Exactly the same routing arrangements are used to convert back from M/S to L/R. The Mid signal feeds both left and right buses, while the Side signal is duplicated with a polarity inversion in the feed to the right bus. In this case, though, being able to adjust the level of the Side signal is often useful to vary the overall stereo width — and for this it's necessary to link the two Side channel faders so that the +S and –S elements track together properly.
As mentioned above, a stereo width control employs exactly this kind of Mid/Side processing. The original stereo signal is converted to the M/S format, the level of the Side signal is boosted or attenuated as appropriate, and the result is then converted back to the L/R format. Adjusting the Side signal relative to the Mid allows the perceived image width to be reduced (all the way to mono, if required) or expanded. The danger with the latter is that a 'hole' might appear at the centre of the image, making the whole sound rather unfocused and unpleasant. In broad terms, the level of the Side signal shouldn't exceed that of the Mid signal: when the two are exactly equal, the stereo image fully occupies the entire width between the speakers. Any increase in the level of the Side signal from here pushes the sound outside the speakers — which might initially sound impressive, but will cause phase and mono compatibility problems.

Material shown ▸

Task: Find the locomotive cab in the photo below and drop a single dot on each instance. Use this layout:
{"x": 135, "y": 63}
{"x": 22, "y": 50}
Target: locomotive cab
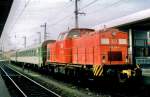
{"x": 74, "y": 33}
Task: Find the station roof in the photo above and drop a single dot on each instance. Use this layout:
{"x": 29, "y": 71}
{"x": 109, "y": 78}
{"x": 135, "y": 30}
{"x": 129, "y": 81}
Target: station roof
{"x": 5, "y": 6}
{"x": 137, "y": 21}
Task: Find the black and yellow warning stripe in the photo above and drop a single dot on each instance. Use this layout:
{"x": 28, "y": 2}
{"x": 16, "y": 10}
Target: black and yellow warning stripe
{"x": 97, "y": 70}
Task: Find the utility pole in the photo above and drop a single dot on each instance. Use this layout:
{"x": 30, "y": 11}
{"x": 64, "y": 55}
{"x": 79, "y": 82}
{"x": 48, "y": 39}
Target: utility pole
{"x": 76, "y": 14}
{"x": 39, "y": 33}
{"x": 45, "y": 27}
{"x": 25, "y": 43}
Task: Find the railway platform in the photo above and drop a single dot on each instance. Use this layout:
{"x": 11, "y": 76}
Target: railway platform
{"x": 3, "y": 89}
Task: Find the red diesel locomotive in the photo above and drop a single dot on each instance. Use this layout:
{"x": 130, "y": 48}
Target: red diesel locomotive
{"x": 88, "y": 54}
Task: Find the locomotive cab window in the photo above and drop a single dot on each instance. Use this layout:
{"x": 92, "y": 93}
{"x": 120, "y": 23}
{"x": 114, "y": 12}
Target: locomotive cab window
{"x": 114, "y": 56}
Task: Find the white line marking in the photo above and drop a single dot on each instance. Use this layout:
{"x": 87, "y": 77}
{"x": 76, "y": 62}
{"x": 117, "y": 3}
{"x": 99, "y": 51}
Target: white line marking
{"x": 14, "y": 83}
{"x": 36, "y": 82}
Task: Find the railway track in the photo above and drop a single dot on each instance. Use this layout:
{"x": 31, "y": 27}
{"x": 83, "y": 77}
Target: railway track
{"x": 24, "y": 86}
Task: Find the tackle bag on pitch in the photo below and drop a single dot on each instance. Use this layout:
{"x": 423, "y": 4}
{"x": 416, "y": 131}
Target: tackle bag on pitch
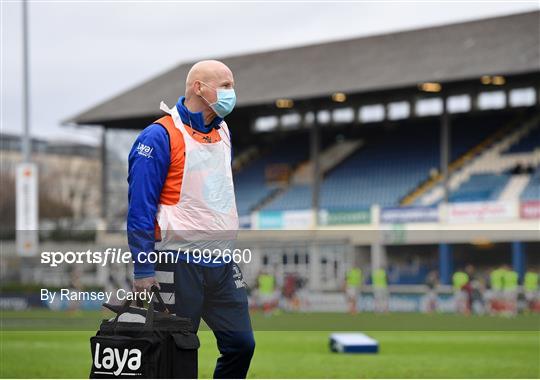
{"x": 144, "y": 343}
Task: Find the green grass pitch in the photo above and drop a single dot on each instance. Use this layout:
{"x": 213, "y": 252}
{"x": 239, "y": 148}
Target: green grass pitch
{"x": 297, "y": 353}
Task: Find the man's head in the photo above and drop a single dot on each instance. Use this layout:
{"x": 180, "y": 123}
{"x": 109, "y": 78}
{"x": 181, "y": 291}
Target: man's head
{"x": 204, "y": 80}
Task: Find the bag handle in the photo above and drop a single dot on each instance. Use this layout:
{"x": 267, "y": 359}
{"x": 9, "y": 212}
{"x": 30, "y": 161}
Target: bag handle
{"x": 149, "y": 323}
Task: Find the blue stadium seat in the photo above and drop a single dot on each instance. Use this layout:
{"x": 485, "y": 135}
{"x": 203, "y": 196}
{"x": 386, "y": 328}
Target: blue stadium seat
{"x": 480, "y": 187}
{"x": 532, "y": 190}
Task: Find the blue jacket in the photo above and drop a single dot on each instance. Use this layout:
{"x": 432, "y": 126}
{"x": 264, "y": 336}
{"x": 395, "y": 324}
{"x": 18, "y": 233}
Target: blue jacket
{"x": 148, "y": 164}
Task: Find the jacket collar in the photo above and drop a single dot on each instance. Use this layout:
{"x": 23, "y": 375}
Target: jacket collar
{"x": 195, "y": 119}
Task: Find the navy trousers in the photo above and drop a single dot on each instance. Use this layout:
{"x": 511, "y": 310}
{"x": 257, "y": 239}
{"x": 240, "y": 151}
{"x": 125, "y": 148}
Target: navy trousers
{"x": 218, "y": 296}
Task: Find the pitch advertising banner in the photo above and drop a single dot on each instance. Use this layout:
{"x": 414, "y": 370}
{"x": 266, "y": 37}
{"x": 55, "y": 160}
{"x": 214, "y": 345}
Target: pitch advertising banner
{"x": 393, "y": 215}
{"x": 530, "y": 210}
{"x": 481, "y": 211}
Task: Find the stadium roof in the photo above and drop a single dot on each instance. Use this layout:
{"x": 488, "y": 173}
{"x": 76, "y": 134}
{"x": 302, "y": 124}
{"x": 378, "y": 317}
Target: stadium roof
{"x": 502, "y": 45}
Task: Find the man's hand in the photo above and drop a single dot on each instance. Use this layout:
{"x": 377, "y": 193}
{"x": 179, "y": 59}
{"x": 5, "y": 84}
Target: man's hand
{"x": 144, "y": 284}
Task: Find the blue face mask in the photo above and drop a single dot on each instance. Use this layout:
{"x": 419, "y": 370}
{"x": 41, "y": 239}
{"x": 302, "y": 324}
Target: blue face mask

Set tasks ▸
1 - Translate this sentence from the passage on Mid/Side stereo processing into Spanish: "The Mid signal feeds both left and right buses, while the Side signal is duplicated with a polarity inversion in the feed to the right bus."
2 - Rewrite the part of the passage on Mid/Side stereo processing between "Exactly the same" and "track together properly.", inclusive, replacing "faders" with "level controls".

Solved problems ▸
1 - La señal Mid alimenta tanto el bus izquierdo como el derecho, mientras que la señal Side se duplica con una inversión de polaridad en el envío al bus derecho.

2 -
Exactly the same routing arrangements are used to convert back from M/S to L/R. The Mid signal feeds both left and right buses, while the Side signal is duplicated with a polarity inversion in the feed to the right bus. In this case, though, being able to adjust the level of the Side signal is often useful to vary the overall stereo width — and for this it's necessary to link the two Side channel level controls so that the +S and –S elements track together properly.